* _TASK GOAL_:
Any picture among the records should be left out, please; retype the rest exactly.

━━ DATA EXTRACT ━━

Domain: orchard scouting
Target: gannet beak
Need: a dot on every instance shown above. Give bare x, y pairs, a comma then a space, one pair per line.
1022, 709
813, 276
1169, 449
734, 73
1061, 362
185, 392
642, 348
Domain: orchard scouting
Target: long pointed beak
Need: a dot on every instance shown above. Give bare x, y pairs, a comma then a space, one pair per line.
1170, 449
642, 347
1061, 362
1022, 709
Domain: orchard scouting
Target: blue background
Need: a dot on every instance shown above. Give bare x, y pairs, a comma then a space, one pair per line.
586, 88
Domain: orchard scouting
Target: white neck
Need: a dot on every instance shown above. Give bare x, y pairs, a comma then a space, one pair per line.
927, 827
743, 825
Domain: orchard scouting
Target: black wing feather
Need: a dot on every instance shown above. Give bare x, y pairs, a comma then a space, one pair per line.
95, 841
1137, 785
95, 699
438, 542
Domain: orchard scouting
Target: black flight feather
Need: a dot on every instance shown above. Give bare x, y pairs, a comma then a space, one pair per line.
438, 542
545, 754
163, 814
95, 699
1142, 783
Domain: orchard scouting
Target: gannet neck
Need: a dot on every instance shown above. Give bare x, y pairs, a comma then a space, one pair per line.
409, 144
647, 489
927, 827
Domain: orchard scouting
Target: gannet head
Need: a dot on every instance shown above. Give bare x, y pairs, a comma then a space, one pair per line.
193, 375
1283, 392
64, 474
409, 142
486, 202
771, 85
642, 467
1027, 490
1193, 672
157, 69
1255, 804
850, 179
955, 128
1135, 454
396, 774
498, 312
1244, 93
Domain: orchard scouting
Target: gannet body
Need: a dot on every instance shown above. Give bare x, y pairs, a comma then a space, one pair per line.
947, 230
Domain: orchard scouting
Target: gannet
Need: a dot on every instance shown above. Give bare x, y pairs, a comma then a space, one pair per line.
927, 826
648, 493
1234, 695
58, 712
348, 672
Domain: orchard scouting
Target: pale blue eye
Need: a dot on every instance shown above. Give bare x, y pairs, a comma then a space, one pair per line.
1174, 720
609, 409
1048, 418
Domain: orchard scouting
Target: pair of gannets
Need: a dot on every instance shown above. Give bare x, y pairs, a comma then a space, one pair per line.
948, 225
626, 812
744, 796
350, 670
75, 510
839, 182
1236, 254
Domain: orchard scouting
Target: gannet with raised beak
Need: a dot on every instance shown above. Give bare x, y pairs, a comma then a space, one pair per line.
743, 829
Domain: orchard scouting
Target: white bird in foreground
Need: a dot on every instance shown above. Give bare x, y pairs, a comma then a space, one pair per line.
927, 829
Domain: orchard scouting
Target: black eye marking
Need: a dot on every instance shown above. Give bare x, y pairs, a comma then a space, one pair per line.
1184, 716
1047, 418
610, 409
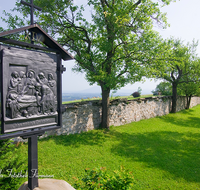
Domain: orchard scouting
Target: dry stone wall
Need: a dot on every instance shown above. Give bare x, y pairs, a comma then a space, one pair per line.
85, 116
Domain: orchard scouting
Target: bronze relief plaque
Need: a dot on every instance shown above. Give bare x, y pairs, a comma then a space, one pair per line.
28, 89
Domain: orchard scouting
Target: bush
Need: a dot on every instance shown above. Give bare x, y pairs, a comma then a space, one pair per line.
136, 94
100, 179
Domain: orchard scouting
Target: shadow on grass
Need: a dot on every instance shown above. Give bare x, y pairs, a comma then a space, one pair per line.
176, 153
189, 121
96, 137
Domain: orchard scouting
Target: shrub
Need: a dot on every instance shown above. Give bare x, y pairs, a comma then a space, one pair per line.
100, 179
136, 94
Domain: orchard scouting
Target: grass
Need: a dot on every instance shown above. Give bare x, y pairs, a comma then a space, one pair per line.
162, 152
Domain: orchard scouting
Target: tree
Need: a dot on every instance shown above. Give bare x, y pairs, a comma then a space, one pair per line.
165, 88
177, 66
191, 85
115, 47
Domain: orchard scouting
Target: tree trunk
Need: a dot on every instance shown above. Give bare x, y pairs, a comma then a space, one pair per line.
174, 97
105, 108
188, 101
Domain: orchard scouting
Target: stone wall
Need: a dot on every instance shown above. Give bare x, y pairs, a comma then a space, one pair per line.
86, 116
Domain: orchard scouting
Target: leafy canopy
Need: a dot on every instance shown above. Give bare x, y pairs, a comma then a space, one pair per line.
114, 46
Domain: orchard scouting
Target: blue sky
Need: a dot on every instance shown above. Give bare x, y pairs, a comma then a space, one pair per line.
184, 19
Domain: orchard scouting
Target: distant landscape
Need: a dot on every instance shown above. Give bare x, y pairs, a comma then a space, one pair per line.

━━━

* _RESPONSE TO THIS TASK_:
Domain: orchard scouting
Target: gannet beak
Need: a dot on every instance shown above. Give bare x, y pairs, a comma then a space, one pair per line.
1022, 709
813, 276
1169, 449
734, 73
1061, 362
185, 392
642, 348
Domain: orchard scouting
Target: long pointed beak
Need: a dot on every instance shown above. Give bare x, y pairs, a comma then a space, one pair per line.
1170, 449
642, 347
1061, 362
1022, 709
Domain: orchard scouting
Target: blue background
Need: a dot on every instance shown above. Give bare x, y pairs, a comma then a space, one pair per line.
586, 88
Domain: orchard scouting
Target: white neck
Need: a dot on every instance shown above. Give bare x, y pairs, a comma then a space, one pair per line.
927, 827
743, 825
Domain: orchard scouting
Target: black wing feather
Need: a dot on every instance shown above. Give bare x, y pairs, a comma then a space, one pair per line.
95, 841
1137, 785
95, 699
438, 542
Domain: orchard scouting
Target: black flight feather
Need: a dot on every instance shown above. Give bare x, y pairs, a comma then a space, one pair per line.
438, 542
545, 754
163, 814
95, 699
1142, 783
Domain: orchard scouting
Target: gannet neck
Need: a dot on every instance shown above. Give bare x, y pairs, a comma then a space, one pair per line.
409, 144
647, 489
927, 827
Domain: orchard scouting
Target: gannet head
Need: a dot on every instance shown above. Give bare x, y pairs, a comma then a space, one pair per line.
193, 375
1283, 392
64, 474
409, 142
486, 202
771, 85
642, 467
1027, 490
1193, 672
157, 69
1255, 804
850, 179
955, 128
1135, 454
396, 774
498, 312
1244, 93
Domain: orchard scouting
Target: gannet body
Need: a dot on every instance shown above. Give bare x, y pairs, a comma then a space, one pair per line.
947, 230
Domain: orchard scouting
Target: gannet
Need: a dot on every instance shown above. Give bare x, y pairs, a comma then a space, one pair per line.
927, 826
648, 493
1234, 695
58, 712
348, 672
Domain: orchard scouting
Target: pale blue eye
Need: a dot on every instance shown above. Give bare x, y pairs, a comma then a space, one pair per line.
1174, 720
609, 409
1048, 418
Domain: orchard scouting
Target: pair of gannets
Need: a dot on every instance shown above. Give bare x, y pairs, a comma then a space, one pair per line.
948, 225
626, 812
744, 796
350, 670
75, 510
839, 182
1236, 254
Domain: orchard scouting
Target: gannet with raised beak
Need: a dot on every instance shown above. Give bare x, y pairs, a comma then a space, one pair per line.
743, 829
Domain: orchard scouting
Target: white bird in foreground
Need: a dot on every instance shown above. Give bare x, y pairs, a comma then a space, one pair per line.
927, 829
Domain: orchard scouting
Target: black eye marking
Need: a dot on every instance shown above. Give bare x, y pairs, a comma then a space, one pair per line.
1184, 716
1047, 418
610, 409
Domain: orchard scouting
Target: dry stone wall
Need: a dot on every instance shown above. Give bare x, y pairs, a comma then a space, one pair per line.
85, 116
Domain: orchard scouting
Target: bronze relief plaque
Need: a dot on every instance shown above. Give bare x, y pairs, a comma then a space, one pair per line.
28, 89
Domain: orchard scouting
Target: bush
Need: a dot on every instance shown above. Give bare x, y pairs, a comma then a space, one pair per line.
136, 94
100, 179
Domain: orchard scouting
Target: shadow on grass
Need: a dot on every instance shown above. Give bare x, y pairs, a comma then a space, one pair per line.
176, 153
189, 121
96, 137
Domain: orchard scouting
Target: shrub
Need: a dot on every instance shown above. Give bare x, y pairs, a comma then a space, one pair per line.
100, 179
136, 94
Domain: orchard scouting
Target: grass
Need: a dot on every instance shown above. Give bare x, y pairs, a comma then a space, one pair per line.
162, 152
Domain: orchard scouting
Target: tree
Need: a dot on every instance shown above. Give bare x, y pairs, a comma then a space, one pair per line.
165, 88
177, 66
191, 85
115, 47
Domain: orchard scouting
Target: tree trunk
Need: a dot on every instance shown above. Give bare x, y pairs, a comma then a space, one pair per line.
174, 97
105, 108
188, 101
Domain: orchard scouting
Target: stone wall
Need: a dot on every instance shown above. Give bare x, y pairs, a comma then a space, one pair per line.
86, 116
Domain: orchard scouting
Target: leafy canopy
Need: a dot on every instance shown above. Give bare x, y pairs, a comma then a space, one pair per line.
114, 46
Domain: orchard scouting
Target: blue sky
Need: a dot on every instance shown above. Give bare x, y pairs, a comma then a space, one pair per line.
184, 19
Domain: orchard scouting
Target: distant landscape
Need: a dot on every instance shown above. Give bare x, y pairs, a comma then a space, one pair per line.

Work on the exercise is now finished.